▸ **課題**: 下記の雲ノ平の紹介文で、庭園のような情景を織り成すものとして挙げられているものをすべて列挙してください。

▸ **抜粋本文**:
⟨
Introduction
あまりのアプローチの遠さから「日本最後の秘境」と呼ばれる雲ノ平。標高はおおよそ2600メートルにある黒部川源流部のなだらかな溶岩台地で、周辺の山域は中部山岳国立公園の特別保護地区に指定されています。その周囲は黒部源流が流れる谷を隔てて北アルプスの名峰に囲まれ、火山岩とハイマツそして多様な高山植物が織り成す庭園のような情景は、ハイカーにとっての憧れでもあります。
ふとしたことから、この夏に雲ノ平を目指すことに決めた筆者。春前のまだ肌寒さが残る時期にバスを予約。出発を心待ちにしながら日々過ごします。『何よりも登山を楽しむ』を目標に、体力作りのための筋力トレーニングとジョギング&ウォーキングを始めました。果たして、これらは功を奏するでしょうか? 最後の秘境に広がる絶景や初めて挑む2500m峰の山々は、どのように筆者を出迎えてくれるのでしょう?
今回の記事は、7月下旬に敢行した4泊5日の旅の記録になります。どうぞご覧下さい。
⟩
データ一覧
⟨
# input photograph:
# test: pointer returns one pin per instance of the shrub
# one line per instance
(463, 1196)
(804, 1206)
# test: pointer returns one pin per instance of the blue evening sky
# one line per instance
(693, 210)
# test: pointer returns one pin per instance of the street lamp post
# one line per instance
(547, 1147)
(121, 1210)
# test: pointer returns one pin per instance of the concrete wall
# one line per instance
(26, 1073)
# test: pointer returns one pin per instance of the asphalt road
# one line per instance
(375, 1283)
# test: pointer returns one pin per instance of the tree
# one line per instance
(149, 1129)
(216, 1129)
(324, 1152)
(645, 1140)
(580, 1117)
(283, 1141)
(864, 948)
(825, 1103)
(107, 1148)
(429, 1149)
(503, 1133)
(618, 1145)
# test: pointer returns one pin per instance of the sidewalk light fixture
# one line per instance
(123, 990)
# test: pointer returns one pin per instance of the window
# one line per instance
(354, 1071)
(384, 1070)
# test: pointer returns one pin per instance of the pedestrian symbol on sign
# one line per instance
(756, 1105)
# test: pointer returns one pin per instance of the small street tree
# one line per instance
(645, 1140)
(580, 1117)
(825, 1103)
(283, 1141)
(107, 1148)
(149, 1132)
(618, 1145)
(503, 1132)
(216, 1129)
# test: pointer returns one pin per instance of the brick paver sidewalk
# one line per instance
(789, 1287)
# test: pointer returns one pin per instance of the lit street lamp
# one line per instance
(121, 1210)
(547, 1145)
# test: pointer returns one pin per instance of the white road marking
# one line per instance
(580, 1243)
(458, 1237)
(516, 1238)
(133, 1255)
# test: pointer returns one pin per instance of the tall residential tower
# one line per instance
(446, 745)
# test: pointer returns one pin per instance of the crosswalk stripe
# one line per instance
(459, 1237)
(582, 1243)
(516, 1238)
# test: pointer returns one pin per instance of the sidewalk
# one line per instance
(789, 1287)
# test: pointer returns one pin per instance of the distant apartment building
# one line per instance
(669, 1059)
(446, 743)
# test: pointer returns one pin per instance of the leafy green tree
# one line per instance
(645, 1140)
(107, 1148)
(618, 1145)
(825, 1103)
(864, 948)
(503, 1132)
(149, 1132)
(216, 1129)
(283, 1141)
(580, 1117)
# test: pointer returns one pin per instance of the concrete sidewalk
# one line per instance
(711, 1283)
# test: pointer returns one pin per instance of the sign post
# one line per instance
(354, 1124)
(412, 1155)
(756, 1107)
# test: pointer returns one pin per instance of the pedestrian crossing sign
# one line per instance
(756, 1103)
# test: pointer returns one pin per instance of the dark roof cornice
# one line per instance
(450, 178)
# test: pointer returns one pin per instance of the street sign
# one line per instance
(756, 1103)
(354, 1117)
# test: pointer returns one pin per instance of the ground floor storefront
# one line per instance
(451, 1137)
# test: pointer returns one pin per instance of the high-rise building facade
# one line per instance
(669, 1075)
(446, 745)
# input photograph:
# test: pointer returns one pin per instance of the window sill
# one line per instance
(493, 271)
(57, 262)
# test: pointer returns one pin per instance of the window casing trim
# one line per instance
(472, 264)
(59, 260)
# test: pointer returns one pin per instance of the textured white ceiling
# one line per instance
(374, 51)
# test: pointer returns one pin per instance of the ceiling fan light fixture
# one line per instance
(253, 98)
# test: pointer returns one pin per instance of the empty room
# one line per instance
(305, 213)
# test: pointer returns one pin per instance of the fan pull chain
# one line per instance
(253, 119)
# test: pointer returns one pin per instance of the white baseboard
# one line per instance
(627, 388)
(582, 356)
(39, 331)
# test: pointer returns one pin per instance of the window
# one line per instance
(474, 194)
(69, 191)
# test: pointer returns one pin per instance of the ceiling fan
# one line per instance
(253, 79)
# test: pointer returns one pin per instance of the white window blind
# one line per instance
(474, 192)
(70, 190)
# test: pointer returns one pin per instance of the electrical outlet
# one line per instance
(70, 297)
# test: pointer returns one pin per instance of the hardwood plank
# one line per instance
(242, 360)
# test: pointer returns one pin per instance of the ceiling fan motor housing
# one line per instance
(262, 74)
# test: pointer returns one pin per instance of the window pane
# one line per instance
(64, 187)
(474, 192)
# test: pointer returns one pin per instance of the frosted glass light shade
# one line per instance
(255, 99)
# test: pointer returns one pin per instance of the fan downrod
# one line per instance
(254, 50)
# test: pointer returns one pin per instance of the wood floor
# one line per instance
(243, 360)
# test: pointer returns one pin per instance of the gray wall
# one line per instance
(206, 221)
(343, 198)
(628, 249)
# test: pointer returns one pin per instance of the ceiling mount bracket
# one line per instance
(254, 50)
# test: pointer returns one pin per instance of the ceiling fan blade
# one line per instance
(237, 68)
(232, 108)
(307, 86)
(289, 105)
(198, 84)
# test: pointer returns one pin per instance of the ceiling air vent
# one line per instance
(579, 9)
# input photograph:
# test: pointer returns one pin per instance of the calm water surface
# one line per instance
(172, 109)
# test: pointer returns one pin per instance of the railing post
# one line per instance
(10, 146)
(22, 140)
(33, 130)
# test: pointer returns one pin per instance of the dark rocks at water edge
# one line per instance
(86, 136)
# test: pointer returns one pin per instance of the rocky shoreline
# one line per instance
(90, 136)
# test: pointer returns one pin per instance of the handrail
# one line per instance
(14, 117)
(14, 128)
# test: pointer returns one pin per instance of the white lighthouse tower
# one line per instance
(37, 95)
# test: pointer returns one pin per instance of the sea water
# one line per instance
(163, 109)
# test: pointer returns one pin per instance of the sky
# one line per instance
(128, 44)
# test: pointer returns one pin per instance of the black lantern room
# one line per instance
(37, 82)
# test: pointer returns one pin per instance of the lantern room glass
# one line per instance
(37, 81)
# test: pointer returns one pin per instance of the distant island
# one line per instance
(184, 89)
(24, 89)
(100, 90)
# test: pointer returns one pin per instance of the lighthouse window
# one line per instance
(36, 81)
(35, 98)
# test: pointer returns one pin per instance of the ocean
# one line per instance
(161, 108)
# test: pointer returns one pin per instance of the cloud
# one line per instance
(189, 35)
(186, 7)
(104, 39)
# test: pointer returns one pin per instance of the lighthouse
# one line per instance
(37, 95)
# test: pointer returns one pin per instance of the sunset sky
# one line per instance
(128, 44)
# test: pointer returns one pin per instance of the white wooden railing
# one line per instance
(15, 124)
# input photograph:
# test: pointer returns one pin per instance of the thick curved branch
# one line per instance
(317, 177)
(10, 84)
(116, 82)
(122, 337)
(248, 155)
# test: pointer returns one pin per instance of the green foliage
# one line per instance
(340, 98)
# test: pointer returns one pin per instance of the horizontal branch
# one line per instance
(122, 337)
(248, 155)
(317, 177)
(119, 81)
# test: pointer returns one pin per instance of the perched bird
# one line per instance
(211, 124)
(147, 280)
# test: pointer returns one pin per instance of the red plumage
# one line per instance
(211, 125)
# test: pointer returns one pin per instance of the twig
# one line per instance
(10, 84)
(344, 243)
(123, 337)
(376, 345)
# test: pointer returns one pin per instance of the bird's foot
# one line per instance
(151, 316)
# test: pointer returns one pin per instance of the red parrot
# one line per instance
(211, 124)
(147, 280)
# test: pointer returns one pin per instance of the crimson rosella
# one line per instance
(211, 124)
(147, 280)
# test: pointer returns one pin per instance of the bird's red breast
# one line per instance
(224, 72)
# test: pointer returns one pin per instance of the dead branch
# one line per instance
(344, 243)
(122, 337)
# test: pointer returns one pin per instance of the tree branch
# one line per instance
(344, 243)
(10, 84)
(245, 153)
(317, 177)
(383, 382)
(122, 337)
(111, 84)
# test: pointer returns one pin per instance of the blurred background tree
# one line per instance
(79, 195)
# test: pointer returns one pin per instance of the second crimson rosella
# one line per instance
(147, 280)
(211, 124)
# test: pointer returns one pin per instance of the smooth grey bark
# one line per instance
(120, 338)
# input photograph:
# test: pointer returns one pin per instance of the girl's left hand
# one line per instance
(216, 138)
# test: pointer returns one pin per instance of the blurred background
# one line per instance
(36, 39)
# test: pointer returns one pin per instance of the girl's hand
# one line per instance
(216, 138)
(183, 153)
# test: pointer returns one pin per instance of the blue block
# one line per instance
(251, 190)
⟩
▸ **解答**: 火山岩、ハイマツ、多様な高山植物